## WHAT YOU HAVE TO DO
Reproduce the lines verbatim, starting at the very first line and ending at the line that contains "[349,77,361,88]", with both of those lines included.

Entries from an annotation dataset
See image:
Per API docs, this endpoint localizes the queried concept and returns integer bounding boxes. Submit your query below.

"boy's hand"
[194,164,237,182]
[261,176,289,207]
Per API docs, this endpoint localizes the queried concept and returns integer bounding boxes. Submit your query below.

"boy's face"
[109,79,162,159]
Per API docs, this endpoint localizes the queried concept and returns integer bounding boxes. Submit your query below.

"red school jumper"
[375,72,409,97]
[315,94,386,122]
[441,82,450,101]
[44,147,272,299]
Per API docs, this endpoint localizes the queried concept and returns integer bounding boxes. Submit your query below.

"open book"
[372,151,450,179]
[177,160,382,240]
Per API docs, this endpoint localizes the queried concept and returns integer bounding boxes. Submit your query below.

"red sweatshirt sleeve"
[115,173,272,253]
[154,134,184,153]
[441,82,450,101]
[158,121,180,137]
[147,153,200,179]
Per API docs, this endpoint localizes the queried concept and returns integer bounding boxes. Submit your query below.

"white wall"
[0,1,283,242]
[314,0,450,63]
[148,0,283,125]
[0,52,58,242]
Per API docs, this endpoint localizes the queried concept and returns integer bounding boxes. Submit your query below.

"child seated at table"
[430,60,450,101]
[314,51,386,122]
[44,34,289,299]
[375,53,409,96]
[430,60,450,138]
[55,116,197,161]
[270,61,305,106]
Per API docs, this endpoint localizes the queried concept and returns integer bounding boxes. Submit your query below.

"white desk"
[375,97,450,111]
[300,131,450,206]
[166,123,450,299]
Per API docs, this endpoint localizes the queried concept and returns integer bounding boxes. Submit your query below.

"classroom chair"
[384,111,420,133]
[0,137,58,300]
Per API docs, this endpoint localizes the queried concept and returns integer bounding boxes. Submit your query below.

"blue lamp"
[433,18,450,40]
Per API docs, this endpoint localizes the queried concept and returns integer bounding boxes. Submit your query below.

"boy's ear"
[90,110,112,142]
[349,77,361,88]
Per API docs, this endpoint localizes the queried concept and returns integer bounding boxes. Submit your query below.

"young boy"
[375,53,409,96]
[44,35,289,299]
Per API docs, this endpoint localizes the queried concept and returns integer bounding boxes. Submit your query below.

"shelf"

## FULL OUTPUT
See image:
Per API docs, this endpoint localizes the queried concept and returns integer bounding boxes. Submit your query below.

"boy's hand"
[194,164,237,182]
[261,176,289,207]
Per API docs, this endpoint localizes the queried concept and returns integer bounding boxes. Submit your query below.

"boy's face"
[109,79,162,159]
Per API docs, this endpoint localizes the queried concept and returns integer bounding boxes. Submit your query below.

"red school jumper"
[375,72,409,97]
[315,94,386,122]
[441,82,450,101]
[44,147,272,299]
Per API docs, this endpoint localizes the queried concept and returns integer bounding boxes. Submit your query below.

"open book"
[372,151,450,179]
[177,160,382,240]
Per API docs, this endpoint localizes the queried concept and returns integer bounding boxes. Submit your query below.

"red sweatshirt sleeve"
[115,173,272,253]
[154,134,184,153]
[441,82,450,101]
[158,121,180,137]
[147,153,200,179]
Per API docs, this endpoint localizes the queried concept and returns integer bounding boxes. Submit your query below.

"white wall"
[0,1,283,242]
[314,0,450,63]
[148,0,283,125]
[0,52,58,242]
Per API docs, this endpoint localizes the queried concept and returns integer bounding boxes. Submit your query below.

"child seated at table"
[430,60,450,101]
[314,51,386,122]
[44,34,289,299]
[375,53,409,96]
[430,60,450,138]
[55,116,197,161]
[270,61,305,106]
Per API docs, this endpoint localizes the queried concept and returns integer bounding boxes. Submit your query below.

"white desk"
[375,97,450,111]
[300,131,450,206]
[166,123,450,299]
Per API docs, this endpoint localizes the queried concept and returns integer bounding boxes. Submit your query below.

"classroom chair"
[384,111,420,133]
[0,137,58,300]
Per API docs, this endpoint localizes the queried concept and returns integer bounding boxes. Submit your query below.

"blue lamp"
[433,18,450,40]
Per API docs, this endpoint localizes the queried concept and returns integer bounding boxes. Submit your query below.

"boy's ear"
[90,110,112,142]
[349,77,361,88]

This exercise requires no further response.